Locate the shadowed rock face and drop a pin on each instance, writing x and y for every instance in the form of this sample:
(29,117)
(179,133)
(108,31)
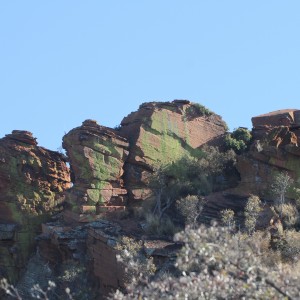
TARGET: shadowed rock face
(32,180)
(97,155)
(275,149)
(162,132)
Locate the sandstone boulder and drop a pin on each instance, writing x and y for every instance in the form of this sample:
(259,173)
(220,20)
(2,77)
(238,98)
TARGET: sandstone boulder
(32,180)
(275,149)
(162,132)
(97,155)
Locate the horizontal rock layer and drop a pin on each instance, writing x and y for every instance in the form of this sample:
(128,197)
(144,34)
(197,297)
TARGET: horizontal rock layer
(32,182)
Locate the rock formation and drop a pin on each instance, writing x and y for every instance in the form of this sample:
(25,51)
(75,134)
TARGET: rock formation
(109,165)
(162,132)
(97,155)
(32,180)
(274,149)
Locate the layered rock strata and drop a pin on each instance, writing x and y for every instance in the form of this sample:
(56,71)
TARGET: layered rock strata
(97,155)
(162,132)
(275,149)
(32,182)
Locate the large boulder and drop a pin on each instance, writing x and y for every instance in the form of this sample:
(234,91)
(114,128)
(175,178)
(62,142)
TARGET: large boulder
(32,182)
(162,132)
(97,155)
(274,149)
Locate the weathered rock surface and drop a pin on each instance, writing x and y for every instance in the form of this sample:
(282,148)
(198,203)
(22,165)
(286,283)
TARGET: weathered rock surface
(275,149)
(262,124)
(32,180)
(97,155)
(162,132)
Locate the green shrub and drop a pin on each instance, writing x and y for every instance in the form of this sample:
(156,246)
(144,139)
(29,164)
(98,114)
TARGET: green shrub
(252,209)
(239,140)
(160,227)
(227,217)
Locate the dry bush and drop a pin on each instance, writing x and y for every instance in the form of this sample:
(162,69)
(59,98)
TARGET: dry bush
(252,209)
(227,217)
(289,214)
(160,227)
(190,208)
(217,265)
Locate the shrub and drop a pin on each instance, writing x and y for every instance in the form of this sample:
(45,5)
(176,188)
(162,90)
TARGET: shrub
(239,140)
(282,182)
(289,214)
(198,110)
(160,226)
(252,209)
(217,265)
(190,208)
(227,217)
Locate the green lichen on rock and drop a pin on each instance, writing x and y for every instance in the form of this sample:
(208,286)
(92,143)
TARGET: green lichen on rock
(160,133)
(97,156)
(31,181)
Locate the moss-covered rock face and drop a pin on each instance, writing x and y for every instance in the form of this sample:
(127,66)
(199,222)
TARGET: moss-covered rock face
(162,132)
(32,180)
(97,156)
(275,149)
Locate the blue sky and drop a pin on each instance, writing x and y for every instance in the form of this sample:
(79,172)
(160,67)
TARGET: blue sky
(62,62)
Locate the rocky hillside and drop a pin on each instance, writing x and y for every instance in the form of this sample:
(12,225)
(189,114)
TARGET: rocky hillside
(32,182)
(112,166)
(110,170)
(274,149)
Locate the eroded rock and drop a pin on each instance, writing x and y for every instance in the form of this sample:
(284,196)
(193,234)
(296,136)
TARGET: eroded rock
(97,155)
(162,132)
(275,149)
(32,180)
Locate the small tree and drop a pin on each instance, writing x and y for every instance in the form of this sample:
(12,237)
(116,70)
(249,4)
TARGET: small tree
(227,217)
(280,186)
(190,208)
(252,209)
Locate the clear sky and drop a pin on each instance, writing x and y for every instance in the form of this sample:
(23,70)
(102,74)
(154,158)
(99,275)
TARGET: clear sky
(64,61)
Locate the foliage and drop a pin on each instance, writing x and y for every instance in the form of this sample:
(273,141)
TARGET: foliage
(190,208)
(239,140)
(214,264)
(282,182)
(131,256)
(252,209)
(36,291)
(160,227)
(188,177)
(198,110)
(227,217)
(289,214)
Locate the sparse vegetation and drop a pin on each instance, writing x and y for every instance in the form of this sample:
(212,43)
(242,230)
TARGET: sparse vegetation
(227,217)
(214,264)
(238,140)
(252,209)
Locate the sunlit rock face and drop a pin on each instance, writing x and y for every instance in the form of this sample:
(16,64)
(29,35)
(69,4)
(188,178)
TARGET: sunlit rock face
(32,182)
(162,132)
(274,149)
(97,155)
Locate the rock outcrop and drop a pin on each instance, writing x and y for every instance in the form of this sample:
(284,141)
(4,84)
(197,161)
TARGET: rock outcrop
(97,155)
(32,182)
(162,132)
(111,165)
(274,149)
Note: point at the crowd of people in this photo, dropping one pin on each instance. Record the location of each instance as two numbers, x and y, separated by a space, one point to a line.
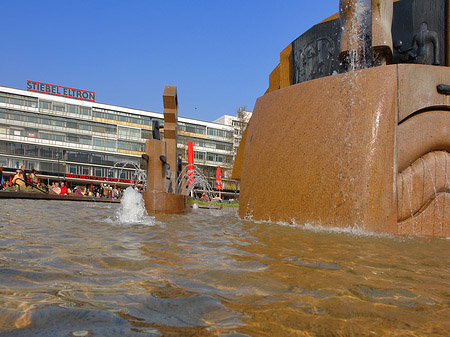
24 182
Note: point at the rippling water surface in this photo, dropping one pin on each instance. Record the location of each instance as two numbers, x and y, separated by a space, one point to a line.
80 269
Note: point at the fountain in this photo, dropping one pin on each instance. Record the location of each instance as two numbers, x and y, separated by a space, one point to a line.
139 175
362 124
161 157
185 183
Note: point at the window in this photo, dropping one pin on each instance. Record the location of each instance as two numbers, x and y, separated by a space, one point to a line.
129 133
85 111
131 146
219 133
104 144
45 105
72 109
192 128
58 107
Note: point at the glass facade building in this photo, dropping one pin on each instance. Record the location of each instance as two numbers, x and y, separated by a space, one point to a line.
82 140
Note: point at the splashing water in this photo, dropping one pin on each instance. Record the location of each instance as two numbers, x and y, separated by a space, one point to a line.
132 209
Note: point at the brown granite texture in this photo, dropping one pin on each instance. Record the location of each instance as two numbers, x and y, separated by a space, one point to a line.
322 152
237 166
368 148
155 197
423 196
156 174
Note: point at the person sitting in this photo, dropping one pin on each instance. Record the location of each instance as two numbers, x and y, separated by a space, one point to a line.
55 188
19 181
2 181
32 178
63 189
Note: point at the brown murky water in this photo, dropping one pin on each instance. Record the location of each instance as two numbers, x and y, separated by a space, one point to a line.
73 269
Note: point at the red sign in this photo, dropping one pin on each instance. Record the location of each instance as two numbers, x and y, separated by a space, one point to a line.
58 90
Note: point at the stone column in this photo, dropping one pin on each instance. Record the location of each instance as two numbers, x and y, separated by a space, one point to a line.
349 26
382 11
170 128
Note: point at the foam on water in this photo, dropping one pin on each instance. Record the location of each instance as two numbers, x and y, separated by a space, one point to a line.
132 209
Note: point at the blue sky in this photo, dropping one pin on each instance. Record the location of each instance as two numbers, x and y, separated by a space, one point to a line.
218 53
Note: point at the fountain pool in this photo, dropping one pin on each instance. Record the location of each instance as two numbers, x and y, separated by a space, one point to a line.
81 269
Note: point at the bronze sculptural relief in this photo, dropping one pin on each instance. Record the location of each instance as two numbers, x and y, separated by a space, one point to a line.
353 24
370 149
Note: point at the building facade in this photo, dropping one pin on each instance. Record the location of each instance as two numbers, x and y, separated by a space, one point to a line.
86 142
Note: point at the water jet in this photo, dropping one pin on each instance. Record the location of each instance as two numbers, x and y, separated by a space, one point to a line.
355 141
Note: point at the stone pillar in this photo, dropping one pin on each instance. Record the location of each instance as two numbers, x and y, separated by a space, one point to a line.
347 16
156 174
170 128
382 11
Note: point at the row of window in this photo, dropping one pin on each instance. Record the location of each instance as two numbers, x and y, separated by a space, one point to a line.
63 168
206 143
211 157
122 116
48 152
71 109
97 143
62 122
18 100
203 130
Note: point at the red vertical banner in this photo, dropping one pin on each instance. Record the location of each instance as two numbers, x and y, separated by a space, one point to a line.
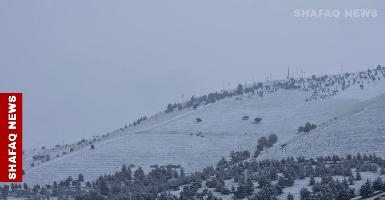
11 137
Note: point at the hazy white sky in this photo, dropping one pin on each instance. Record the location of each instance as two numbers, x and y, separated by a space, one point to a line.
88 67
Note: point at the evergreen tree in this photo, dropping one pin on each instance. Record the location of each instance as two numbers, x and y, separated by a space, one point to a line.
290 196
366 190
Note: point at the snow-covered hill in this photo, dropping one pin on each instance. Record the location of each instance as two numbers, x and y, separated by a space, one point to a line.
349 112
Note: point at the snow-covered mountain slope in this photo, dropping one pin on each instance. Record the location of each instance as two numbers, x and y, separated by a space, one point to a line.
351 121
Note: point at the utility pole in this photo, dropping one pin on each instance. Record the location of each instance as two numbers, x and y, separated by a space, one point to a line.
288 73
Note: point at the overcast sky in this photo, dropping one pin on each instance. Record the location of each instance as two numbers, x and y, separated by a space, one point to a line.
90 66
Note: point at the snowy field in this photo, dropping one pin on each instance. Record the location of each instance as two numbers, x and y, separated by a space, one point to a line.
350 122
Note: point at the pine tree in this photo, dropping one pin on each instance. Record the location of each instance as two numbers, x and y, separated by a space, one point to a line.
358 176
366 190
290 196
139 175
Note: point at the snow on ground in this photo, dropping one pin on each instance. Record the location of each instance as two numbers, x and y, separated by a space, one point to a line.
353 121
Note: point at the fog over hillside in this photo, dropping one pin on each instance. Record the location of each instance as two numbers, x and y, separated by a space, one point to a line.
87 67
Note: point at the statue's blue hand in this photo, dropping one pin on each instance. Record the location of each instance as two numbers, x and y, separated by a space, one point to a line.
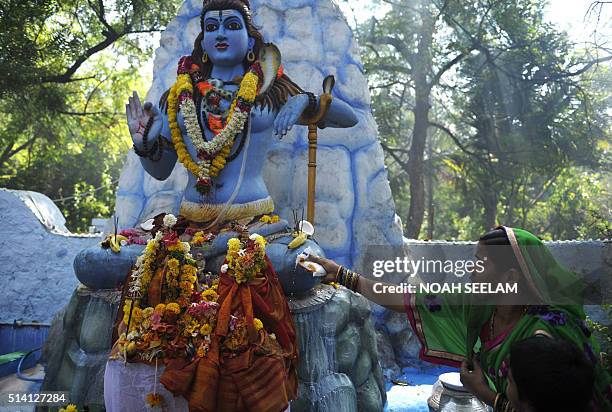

+-------+

--- STATED EXERCISE ---
Render the data as a numbered list, beginning at the line that contains "Note: point at the snow on" and stopping after the last line of the data, with blank lines left out. Leave the pictures out of the answer.

--- OUTPUT ---
1. Note: point at the snow on ground in this photo, dropping one pin on each instance. Record the location of each instance as two numbers, x and y, separated by a space, one point to a line.
2. 353 121
3. Note: point at the fog over hillside in this photo, dropping one pin on each instance. Record the location of each instance as two numbers, x and y, separated by a space, one point to a line.
4. 87 67
5. Note: point at the statue's blue hand in this photo, dropping one pin on each instance. Record the location of each instance as two numbers, x and y, separated by a space, one point to a line.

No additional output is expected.